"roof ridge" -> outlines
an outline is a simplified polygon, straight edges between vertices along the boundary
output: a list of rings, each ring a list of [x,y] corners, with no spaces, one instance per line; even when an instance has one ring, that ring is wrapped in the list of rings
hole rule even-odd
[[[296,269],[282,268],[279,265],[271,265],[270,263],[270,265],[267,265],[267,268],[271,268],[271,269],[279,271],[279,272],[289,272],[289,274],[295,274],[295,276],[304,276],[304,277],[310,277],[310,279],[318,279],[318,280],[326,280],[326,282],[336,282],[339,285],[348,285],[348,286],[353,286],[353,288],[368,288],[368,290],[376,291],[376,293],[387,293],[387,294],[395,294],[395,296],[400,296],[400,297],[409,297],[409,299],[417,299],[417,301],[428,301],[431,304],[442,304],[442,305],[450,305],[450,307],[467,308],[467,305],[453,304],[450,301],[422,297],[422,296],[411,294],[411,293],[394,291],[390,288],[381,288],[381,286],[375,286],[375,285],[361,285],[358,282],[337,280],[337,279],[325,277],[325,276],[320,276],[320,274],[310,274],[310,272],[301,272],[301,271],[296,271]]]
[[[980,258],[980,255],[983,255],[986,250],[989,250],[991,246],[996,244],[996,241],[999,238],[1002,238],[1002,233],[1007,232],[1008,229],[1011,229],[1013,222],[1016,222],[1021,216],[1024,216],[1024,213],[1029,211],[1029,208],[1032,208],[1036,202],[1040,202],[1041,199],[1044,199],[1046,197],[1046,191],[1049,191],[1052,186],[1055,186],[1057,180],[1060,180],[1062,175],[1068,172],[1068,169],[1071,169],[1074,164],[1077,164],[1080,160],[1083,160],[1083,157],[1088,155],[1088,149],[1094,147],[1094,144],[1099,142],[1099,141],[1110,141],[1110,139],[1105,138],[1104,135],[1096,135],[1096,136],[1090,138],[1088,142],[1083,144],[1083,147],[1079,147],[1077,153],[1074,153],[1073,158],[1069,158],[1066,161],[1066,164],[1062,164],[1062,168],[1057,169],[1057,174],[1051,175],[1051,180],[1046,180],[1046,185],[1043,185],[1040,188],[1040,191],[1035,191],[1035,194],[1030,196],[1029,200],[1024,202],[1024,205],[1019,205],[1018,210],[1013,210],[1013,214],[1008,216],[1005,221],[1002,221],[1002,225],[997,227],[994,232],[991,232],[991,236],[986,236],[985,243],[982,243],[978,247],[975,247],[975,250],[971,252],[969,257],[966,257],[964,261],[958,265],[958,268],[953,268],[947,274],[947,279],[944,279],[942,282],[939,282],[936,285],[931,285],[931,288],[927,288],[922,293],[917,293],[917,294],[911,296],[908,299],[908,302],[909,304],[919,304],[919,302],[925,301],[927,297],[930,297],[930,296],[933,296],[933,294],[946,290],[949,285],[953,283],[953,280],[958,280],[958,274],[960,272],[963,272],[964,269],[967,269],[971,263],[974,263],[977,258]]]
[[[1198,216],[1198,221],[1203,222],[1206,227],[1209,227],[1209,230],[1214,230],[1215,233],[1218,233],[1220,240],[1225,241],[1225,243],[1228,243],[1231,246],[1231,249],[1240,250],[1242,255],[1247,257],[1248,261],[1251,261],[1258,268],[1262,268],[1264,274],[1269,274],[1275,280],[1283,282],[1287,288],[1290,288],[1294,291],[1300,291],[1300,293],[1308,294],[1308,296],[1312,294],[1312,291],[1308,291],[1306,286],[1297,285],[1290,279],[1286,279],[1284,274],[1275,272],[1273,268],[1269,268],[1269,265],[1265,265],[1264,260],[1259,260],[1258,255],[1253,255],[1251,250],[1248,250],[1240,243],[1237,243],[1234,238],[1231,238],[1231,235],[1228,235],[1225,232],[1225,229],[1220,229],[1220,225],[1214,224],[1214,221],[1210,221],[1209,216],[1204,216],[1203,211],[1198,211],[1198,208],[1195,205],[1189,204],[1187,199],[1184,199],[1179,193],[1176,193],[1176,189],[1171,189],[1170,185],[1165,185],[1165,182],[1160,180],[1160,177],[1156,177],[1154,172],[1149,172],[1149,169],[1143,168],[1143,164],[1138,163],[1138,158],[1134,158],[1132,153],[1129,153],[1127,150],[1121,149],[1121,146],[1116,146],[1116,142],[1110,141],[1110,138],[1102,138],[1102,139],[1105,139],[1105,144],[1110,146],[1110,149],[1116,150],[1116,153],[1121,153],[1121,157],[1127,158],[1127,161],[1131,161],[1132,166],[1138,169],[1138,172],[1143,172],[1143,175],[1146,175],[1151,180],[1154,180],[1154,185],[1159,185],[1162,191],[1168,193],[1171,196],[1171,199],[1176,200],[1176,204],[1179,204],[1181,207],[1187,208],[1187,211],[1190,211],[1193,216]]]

**Directive:**
Rewrite the lines above, renaming "roof ridge" to "ridge line" and leaving everything else unchanged.

**Finished exercise:**
"ridge line" -> outlines
an outline is a simplified polygon, straight edges between vertices along the boundary
output: a list of rings, each ring a list of [x,y] corners, with no spaces, one instance per line; even when an instance has one ring, that ring is wrapped in the list of rings
hole rule even-odd
[[[296,269],[282,268],[279,265],[271,265],[270,263],[270,265],[267,265],[267,268],[271,268],[271,269],[279,271],[279,272],[289,272],[289,274],[295,274],[295,276],[304,276],[304,277],[310,277],[310,279],[318,279],[318,280],[326,280],[326,282],[336,282],[339,285],[348,285],[348,286],[353,286],[353,288],[368,288],[368,290],[376,291],[376,293],[387,293],[387,294],[395,294],[395,296],[400,296],[400,297],[409,297],[409,299],[417,299],[417,301],[428,301],[431,304],[442,304],[442,305],[450,305],[450,307],[467,308],[467,305],[453,304],[450,301],[422,297],[422,296],[411,294],[411,293],[394,291],[390,288],[381,288],[381,286],[375,286],[375,285],[361,285],[358,282],[337,280],[337,279],[325,277],[325,276],[320,276],[320,274],[310,274],[310,272],[301,272],[301,271],[296,271]]]
[[[980,258],[980,255],[983,255],[986,250],[989,250],[991,246],[996,244],[996,241],[999,238],[1002,238],[1002,233],[1007,232],[1008,229],[1011,229],[1013,222],[1016,222],[1021,216],[1024,216],[1024,213],[1029,211],[1029,208],[1032,208],[1036,202],[1040,202],[1041,199],[1044,199],[1046,197],[1046,191],[1049,191],[1052,186],[1055,186],[1057,180],[1060,180],[1062,175],[1068,172],[1068,169],[1071,169],[1074,164],[1077,164],[1080,160],[1083,160],[1083,157],[1088,155],[1088,149],[1094,147],[1094,144],[1099,142],[1099,141],[1110,141],[1110,139],[1105,138],[1104,135],[1096,135],[1096,136],[1090,138],[1088,142],[1083,144],[1083,147],[1079,147],[1077,153],[1074,153],[1073,158],[1069,158],[1066,161],[1066,164],[1062,164],[1062,168],[1057,169],[1057,174],[1051,175],[1051,180],[1046,180],[1046,185],[1043,185],[1040,188],[1040,191],[1035,191],[1035,194],[1030,196],[1029,200],[1024,202],[1024,205],[1019,205],[1018,210],[1013,210],[1013,214],[1008,216],[1005,221],[1002,221],[1002,225],[997,227],[994,232],[991,232],[991,236],[986,236],[985,243],[982,243],[978,247],[975,247],[975,250],[971,252],[969,257],[966,257],[964,261],[958,265],[958,268],[953,268],[947,274],[947,279],[944,279],[942,282],[939,282],[936,285],[931,285],[931,288],[927,288],[922,293],[917,293],[917,294],[911,296],[908,299],[908,302],[909,304],[919,304],[919,302],[925,301],[927,297],[930,297],[930,296],[933,296],[933,294],[946,290],[949,285],[953,283],[953,280],[958,280],[958,274],[960,272],[963,272],[964,269],[967,269],[971,263],[974,263],[977,258]]]
[[[1198,216],[1198,221],[1203,222],[1206,227],[1209,227],[1209,230],[1214,230],[1215,233],[1218,233],[1220,240],[1225,241],[1225,243],[1228,243],[1231,246],[1231,249],[1240,250],[1242,255],[1247,257],[1248,261],[1251,261],[1258,268],[1262,268],[1264,274],[1269,274],[1275,280],[1283,282],[1287,288],[1290,288],[1294,291],[1300,291],[1300,293],[1308,294],[1308,296],[1312,294],[1312,291],[1308,291],[1306,286],[1297,285],[1290,279],[1286,279],[1284,274],[1275,272],[1273,268],[1269,268],[1269,265],[1265,265],[1264,260],[1259,260],[1258,255],[1253,255],[1251,250],[1248,250],[1240,243],[1237,243],[1234,238],[1231,238],[1231,235],[1228,235],[1225,232],[1225,229],[1220,229],[1220,225],[1214,224],[1214,221],[1210,221],[1209,216],[1204,216],[1203,211],[1198,211],[1198,208],[1195,205],[1189,204],[1187,199],[1184,199],[1179,193],[1176,193],[1176,189],[1171,189],[1170,185],[1165,185],[1165,182],[1160,180],[1160,177],[1156,177],[1154,172],[1149,172],[1149,169],[1143,168],[1143,164],[1138,163],[1138,158],[1134,158],[1132,153],[1129,153],[1127,150],[1121,149],[1121,146],[1116,146],[1116,142],[1110,141],[1110,138],[1102,138],[1102,139],[1105,139],[1105,144],[1110,146],[1110,149],[1116,150],[1116,153],[1121,153],[1121,157],[1127,158],[1127,161],[1131,161],[1132,166],[1138,169],[1138,172],[1143,172],[1143,175],[1146,175],[1151,180],[1154,180],[1154,185],[1159,185],[1162,191],[1168,193],[1171,196],[1171,199],[1176,200],[1176,204],[1179,204],[1181,207],[1187,208],[1187,211],[1190,211],[1193,216]]]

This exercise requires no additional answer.